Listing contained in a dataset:
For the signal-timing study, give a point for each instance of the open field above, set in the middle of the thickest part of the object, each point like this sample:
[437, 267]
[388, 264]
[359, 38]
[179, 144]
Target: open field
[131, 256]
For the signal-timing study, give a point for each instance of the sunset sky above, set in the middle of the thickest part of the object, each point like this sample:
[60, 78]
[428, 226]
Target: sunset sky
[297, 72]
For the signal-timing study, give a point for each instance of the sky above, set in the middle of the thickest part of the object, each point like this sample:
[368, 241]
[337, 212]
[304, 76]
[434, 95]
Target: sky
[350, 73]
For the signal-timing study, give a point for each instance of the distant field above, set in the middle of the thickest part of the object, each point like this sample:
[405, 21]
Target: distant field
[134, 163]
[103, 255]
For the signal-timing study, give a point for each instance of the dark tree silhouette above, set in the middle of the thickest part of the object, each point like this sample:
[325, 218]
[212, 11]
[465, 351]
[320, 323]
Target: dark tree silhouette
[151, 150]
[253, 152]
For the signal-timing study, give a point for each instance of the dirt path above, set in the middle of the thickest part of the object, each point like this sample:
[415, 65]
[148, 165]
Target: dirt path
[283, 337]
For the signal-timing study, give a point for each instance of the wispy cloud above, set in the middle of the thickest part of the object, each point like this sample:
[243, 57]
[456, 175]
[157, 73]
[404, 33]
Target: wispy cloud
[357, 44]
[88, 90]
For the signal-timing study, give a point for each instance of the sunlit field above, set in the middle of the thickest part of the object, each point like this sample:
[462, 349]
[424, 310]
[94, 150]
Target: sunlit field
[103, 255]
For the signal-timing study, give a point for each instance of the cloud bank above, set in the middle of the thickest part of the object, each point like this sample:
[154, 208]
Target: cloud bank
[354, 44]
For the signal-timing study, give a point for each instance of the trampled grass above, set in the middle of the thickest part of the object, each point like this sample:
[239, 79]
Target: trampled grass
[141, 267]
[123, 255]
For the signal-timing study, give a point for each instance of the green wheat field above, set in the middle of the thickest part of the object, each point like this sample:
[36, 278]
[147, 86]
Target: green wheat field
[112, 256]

▶ To do
Rewrite the part of the listing that opens with the line containing "of the distant" and runs through the end of the listing, substituting "gravel path" for "dirt path" and leaving everything else unchanged.

▶ Final answer
For the signal-timing study, give a point for each instance of the distant field above, set in the middle of the thickest part of the object, each point like this sample:
[405, 21]
Target: distant field
[134, 163]
[103, 255]
For the signal-timing study, give a point for each instance of the dark tree silhouette above, set in the middle of the thickest part of the object, each point like this sample:
[325, 218]
[212, 11]
[465, 351]
[320, 323]
Target: dark tree silhouette
[151, 150]
[253, 152]
For the signal-timing study, give a point for each instance of the gravel path above, set in the middle of the thickest part of the object, each point like this sample:
[415, 65]
[148, 165]
Target: gravel path
[283, 337]
For the signal-timing study, give a point for each instance of the wispy cloud above, set in the middle of the thickest part of the object, each point like this sample:
[243, 57]
[456, 175]
[157, 73]
[404, 33]
Target: wispy cloud
[357, 44]
[88, 90]
For the signal-timing study, give a point for each instance of the sunlit field above, set in the middle of the thickest part of the object, each point like this sample:
[462, 349]
[424, 310]
[94, 150]
Target: sunlit field
[103, 255]
For the signal-timing study, give a point for each instance of the cloud bank above, set in the middle of the thickest part of the object, each point like this sample:
[154, 208]
Target: cloud bank
[354, 44]
For the signal-timing study, give a point for each instance of the trampled grass above, set in the middle of the thickest part of the object, each point like this sample:
[239, 79]
Target: trampled grass
[141, 267]
[123, 255]
For the signal-timing study, give a point for each instance of the green wheat field above, set in the middle of the thickest part of the object, each point like this sample:
[36, 278]
[147, 86]
Target: green wheat field
[112, 256]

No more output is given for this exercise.